* [Görev listesi]:
a – Okunacak metnin başındaki piyasa tablosunda geçen döviz kısaltmalarının tamamını tablodaki sırayla sıralayın.
b – Okunacak metinde "Ara sıra duyduğum" sözlerinden "seçiyoruz fakat hatırlamıyoruz." sözlerine kadar uzanan bölümü hiçbir değişiklik yapmadan aktarın.

* [Okunacak metin]:
%%
• BUGÜNKÜ YENİ ASIR
  • BIST 78.384,78
    EURO 4,4760
    USD 3,8608
    GBP 3,8608
    CHF 3,8608
    JPY 3,8608
Dilimin ucundaki hikayeler FİLİZ ÖZKOL

Dilimin ucundaki hikayeler

filizozkol@yeniasir.com.tr Tüm yazıları
Giriş Tarihi: 05.12.2022, 00:00
Hikayelerimizle doğarız. Seçim hakkımız yoktur. Bize dayatılan bir senaryonun kahramanları olarak dünyaya gözlerimizi açtığımız anda başlar yolculuğumuz. Yabancı olarak ayak bastığımız bu evreni tanımaya çalışırız.
İlk aşklar, ilk heyecanla, ilk duygular, dokunduğumuz gördüğümüz her şey sıra dışıdır. Ailemiz bile yabancıdır. Ev içinde dolaşan insanları keşfetmeye çalışırız.
"Bana gülücükler gösteren bu kadın kim?
Ara sıra duyduğum erkek sesi bana ne söylüyor." Konu komşu akrabalar derken küçücük insan modelinin hayat öyküsü başlar seçmediği bir hayatta. Belki de seçiyoruz fakat hatırlamıyoruz.

GEÇMİŞ BİZİM AYNAMIZDIR
Çocukluk anılarımız çok önemlidir.
Geçmişe ait anılarımız sayesinde, dün ve bugün aynı kişi olduğumuza inanırız.
%%
* [Saklanan kayıtlar]:
%%
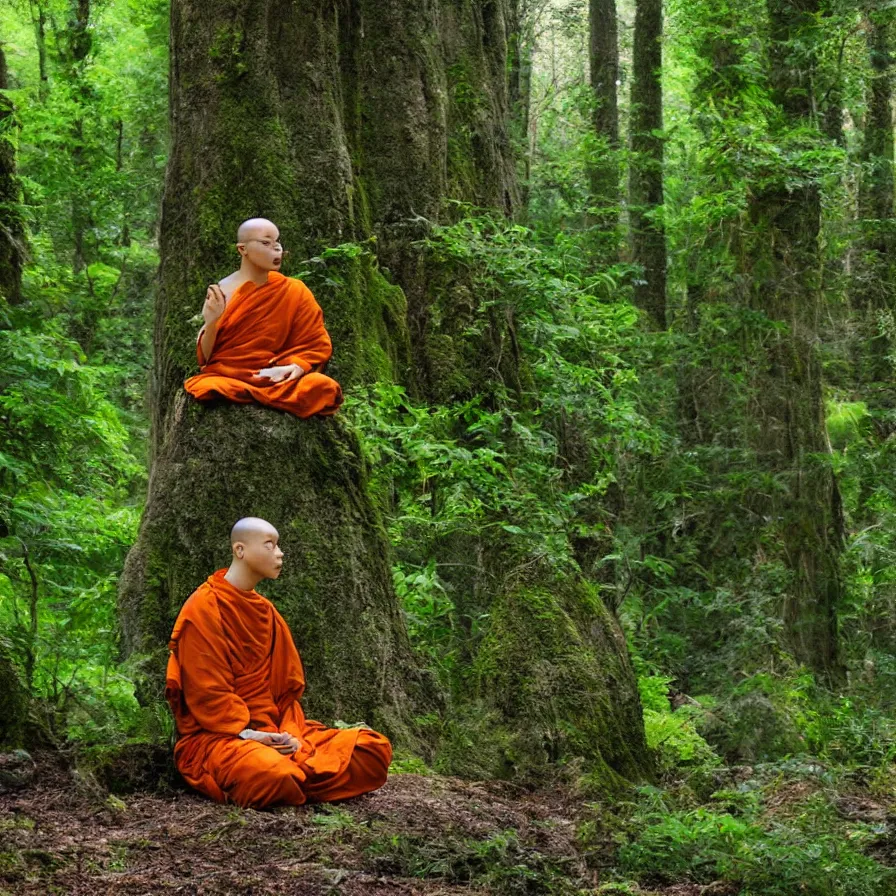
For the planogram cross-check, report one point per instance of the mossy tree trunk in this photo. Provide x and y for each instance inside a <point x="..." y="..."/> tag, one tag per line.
<point x="12" y="228"/>
<point x="648" y="234"/>
<point x="604" y="166"/>
<point x="345" y="122"/>
<point x="786" y="268"/>
<point x="875" y="277"/>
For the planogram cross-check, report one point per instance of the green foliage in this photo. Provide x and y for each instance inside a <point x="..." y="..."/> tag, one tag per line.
<point x="75" y="351"/>
<point x="501" y="863"/>
<point x="736" y="839"/>
<point x="674" y="735"/>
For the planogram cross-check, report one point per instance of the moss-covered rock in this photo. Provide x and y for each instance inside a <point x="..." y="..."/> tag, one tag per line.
<point x="128" y="768"/>
<point x="556" y="669"/>
<point x="13" y="702"/>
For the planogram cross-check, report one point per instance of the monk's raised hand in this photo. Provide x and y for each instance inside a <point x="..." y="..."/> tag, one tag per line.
<point x="214" y="305"/>
<point x="289" y="745"/>
<point x="280" y="374"/>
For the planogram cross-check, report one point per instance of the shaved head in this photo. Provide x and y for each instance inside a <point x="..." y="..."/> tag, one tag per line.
<point x="253" y="226"/>
<point x="249" y="527"/>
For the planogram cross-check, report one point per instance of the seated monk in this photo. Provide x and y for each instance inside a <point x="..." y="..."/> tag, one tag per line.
<point x="234" y="681"/>
<point x="264" y="337"/>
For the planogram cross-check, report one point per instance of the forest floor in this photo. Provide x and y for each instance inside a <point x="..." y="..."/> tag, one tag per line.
<point x="419" y="834"/>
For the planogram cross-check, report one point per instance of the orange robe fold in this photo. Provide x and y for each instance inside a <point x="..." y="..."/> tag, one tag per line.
<point x="233" y="665"/>
<point x="267" y="326"/>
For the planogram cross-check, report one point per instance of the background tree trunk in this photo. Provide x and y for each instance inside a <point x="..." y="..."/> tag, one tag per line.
<point x="12" y="228"/>
<point x="786" y="265"/>
<point x="604" y="168"/>
<point x="646" y="174"/>
<point x="875" y="276"/>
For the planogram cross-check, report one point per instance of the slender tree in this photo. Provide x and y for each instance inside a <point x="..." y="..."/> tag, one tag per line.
<point x="604" y="68"/>
<point x="12" y="230"/>
<point x="648" y="237"/>
<point x="875" y="276"/>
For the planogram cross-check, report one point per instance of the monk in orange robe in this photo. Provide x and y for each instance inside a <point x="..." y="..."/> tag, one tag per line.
<point x="234" y="682"/>
<point x="264" y="338"/>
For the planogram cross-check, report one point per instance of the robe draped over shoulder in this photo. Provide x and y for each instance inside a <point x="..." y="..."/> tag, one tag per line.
<point x="233" y="665"/>
<point x="267" y="326"/>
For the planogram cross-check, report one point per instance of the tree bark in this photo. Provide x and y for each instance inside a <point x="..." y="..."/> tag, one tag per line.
<point x="875" y="275"/>
<point x="12" y="227"/>
<point x="604" y="168"/>
<point x="786" y="264"/>
<point x="351" y="121"/>
<point x="646" y="173"/>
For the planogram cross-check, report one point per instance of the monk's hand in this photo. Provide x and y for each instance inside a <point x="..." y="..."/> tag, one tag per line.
<point x="281" y="741"/>
<point x="280" y="374"/>
<point x="289" y="744"/>
<point x="214" y="305"/>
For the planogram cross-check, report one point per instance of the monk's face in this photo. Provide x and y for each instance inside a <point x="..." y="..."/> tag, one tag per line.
<point x="260" y="246"/>
<point x="261" y="552"/>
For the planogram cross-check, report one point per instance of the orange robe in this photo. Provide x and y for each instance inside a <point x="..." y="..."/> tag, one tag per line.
<point x="233" y="665"/>
<point x="267" y="326"/>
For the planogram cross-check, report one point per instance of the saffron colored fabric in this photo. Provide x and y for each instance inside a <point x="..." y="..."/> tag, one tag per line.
<point x="267" y="326"/>
<point x="233" y="665"/>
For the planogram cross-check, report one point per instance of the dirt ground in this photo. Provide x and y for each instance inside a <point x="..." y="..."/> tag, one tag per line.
<point x="418" y="835"/>
<point x="61" y="832"/>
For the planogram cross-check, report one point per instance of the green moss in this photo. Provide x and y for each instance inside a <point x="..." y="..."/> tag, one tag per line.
<point x="129" y="767"/>
<point x="225" y="461"/>
<point x="564" y="692"/>
<point x="13" y="702"/>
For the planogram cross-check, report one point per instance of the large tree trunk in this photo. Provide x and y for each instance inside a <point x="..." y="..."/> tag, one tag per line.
<point x="341" y="122"/>
<point x="646" y="173"/>
<point x="786" y="269"/>
<point x="12" y="228"/>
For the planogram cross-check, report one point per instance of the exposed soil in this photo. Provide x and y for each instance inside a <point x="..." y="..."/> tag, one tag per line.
<point x="418" y="835"/>
<point x="63" y="833"/>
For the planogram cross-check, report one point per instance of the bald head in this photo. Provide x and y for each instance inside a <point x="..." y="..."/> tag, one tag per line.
<point x="256" y="228"/>
<point x="249" y="528"/>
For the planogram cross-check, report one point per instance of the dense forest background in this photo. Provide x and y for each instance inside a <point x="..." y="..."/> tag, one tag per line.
<point x="656" y="399"/>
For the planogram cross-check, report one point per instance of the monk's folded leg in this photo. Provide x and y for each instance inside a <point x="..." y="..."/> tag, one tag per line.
<point x="206" y="387"/>
<point x="367" y="771"/>
<point x="314" y="393"/>
<point x="255" y="775"/>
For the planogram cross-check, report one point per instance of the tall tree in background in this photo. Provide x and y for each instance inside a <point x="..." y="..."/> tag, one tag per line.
<point x="340" y="124"/>
<point x="12" y="230"/>
<point x="786" y="269"/>
<point x="648" y="239"/>
<point x="604" y="68"/>
<point x="875" y="276"/>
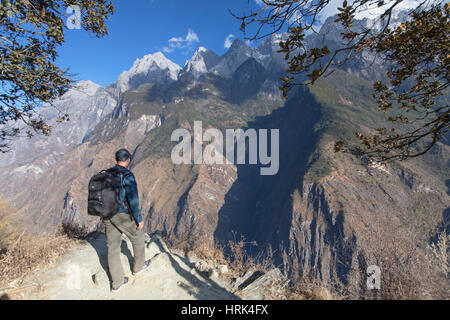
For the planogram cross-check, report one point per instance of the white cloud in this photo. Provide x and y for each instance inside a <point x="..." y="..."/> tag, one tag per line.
<point x="180" y="42"/>
<point x="370" y="12"/>
<point x="366" y="12"/>
<point x="228" y="41"/>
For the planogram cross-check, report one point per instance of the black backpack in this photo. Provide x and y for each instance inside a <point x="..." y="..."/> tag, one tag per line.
<point x="103" y="197"/>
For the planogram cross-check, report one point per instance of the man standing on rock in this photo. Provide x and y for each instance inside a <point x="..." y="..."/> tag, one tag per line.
<point x="129" y="221"/>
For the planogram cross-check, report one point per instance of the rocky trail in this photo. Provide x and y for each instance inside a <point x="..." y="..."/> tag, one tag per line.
<point x="81" y="274"/>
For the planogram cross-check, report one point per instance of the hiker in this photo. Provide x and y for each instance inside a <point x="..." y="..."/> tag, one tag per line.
<point x="127" y="220"/>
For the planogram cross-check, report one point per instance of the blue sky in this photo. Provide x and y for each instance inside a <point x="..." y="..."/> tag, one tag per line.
<point x="139" y="27"/>
<point x="175" y="27"/>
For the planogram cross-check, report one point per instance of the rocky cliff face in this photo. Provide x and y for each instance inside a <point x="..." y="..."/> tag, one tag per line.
<point x="87" y="104"/>
<point x="322" y="214"/>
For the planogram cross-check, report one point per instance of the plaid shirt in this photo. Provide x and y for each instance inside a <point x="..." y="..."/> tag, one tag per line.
<point x="129" y="195"/>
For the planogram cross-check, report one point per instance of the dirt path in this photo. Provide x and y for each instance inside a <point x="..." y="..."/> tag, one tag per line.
<point x="82" y="274"/>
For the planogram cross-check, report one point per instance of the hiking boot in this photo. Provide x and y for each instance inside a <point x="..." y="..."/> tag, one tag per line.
<point x="125" y="281"/>
<point x="146" y="264"/>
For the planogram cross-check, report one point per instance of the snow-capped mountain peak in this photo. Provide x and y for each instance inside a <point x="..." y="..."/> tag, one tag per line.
<point x="150" y="68"/>
<point x="201" y="62"/>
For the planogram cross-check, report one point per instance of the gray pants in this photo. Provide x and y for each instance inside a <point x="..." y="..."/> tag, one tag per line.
<point x="115" y="226"/>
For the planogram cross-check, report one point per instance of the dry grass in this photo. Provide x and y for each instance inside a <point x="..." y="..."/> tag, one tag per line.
<point x="239" y="261"/>
<point x="23" y="253"/>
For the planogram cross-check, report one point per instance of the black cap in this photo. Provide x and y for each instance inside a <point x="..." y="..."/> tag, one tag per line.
<point x="122" y="155"/>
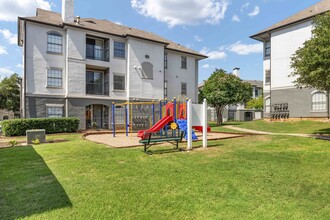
%%
* [Görevlere göre çıktılar]:
a – EURO, USD, GBP, CHF, JPY

b –
Ara sıra duyduğum erkek sesi bana ne söylüyor." Konu komşu akrabalar derken küçücük insan modelinin hayat öyküsü başlar seçmediği bir hayatta. Belki de seçiyoruz fakat hatırlamıyoruz.